中生代白亜紀の地層である銚子層群に属するアプチアン期の地層犬吠埼層の露頭。新第三紀以降の地層が中心の房総半島において白亜紀という比較的古い時代の地層を見ることが可能な珍しい場所であり、その砂岩層の表面では化石漣痕が観察される。2002年(平成14年)に指定基準「岩石、鉱物及び化石の産出状態」等に該当するものとして、国の天然記念物に指定された。
この地層が含まれる犬吠埼層(いぬぼうさきそう)は、アプチアン期(現在から1億1900万年から1億1300万年前)の地層であり、中生代白亜紀(現在から1億4000万年から6500万年前)の地層である銚子層群(ちょうしそうぐん)の一部となっている[1]。日本の関東以西においては、白亜紀の地層は東西に連続的に分布しているので、銚子市東部に分布する銚子層群はその東端にあたる[1]。銚子層群は下から順に、海鹿島層、君ヶ浜層、犬吠埼層、酉明浦層、長崎鼻層の地層で構成され、砂岩や礫岩、砂岩と泥岩との互層などの堆積物が主に含まれている[1]。地層の中からは、当代を生きたアンモナイト類を始めとする軟体動物の化石が産出される[1]。
房総半島に分布する地層はそのほとんどが新第三紀以降の新しく柔らかな地層であるため、中生代以前の白亜紀の古く堅い地層は珍しい[1]。また、銚子地域における堅い地層の露出が銚子を海食から守ったとも考えられている[4]。白亜紀程度の古さの地層が見られるのは犬吠埼灯台下海岸のこの場所が関東地方で唯一である[3]。この犬吠埼周辺の地層からもアンモナイトの化石が掘り出されることがある[3]。

============================================================

**作業内容:**
[1] 引用文で銚子層群を構成するとされる地層の名称を、下から順にすべて挙げてください。
[2] 引用文の「中生代白亜紀の地層である銚子」から「国の天然記念物に指定された。」までを、一字も変えずに書き写してください。

**抽出データ:**
============================================================

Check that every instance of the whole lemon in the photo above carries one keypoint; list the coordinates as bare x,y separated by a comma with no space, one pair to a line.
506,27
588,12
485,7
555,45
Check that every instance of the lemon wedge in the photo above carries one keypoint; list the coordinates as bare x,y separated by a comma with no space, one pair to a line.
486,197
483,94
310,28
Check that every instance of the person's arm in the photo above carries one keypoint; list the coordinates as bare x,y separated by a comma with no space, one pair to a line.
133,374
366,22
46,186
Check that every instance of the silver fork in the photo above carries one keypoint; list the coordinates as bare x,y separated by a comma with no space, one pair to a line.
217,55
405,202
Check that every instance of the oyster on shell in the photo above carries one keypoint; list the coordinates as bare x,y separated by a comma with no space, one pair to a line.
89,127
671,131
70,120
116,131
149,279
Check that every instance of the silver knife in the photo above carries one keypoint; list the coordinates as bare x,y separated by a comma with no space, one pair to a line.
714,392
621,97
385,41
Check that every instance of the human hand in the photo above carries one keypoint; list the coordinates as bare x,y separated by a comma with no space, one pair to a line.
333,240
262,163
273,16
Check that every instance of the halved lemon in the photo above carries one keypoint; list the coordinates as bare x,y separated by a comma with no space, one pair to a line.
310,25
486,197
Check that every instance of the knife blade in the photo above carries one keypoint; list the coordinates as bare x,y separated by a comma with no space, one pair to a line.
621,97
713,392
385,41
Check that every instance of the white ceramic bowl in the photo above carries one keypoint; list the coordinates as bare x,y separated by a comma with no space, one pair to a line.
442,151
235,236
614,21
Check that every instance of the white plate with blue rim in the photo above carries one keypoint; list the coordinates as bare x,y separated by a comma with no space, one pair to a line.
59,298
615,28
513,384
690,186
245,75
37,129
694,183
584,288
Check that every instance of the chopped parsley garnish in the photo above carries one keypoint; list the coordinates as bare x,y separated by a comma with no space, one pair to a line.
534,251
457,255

============================================================

**解答:**
[1] 海鹿島層、君ヶ浜層、犬吠埼層、酉明浦層、長崎鼻層

[2]
中生代白亜紀の地層である銚子層群に属するアプチアン期の地層犬吠埼層の露頭。新第三紀以降の地層が中心の房総半島において白亜紀という比較的古い時代の地層を見ることが可能な珍しい場所であり、その砂岩層の表面では化石漣痕が観察される。2002年(平成14年)に指定基準「岩石、鉱物及び化石の産出状態」等に該当するものとして、国の天然記念物に指定された。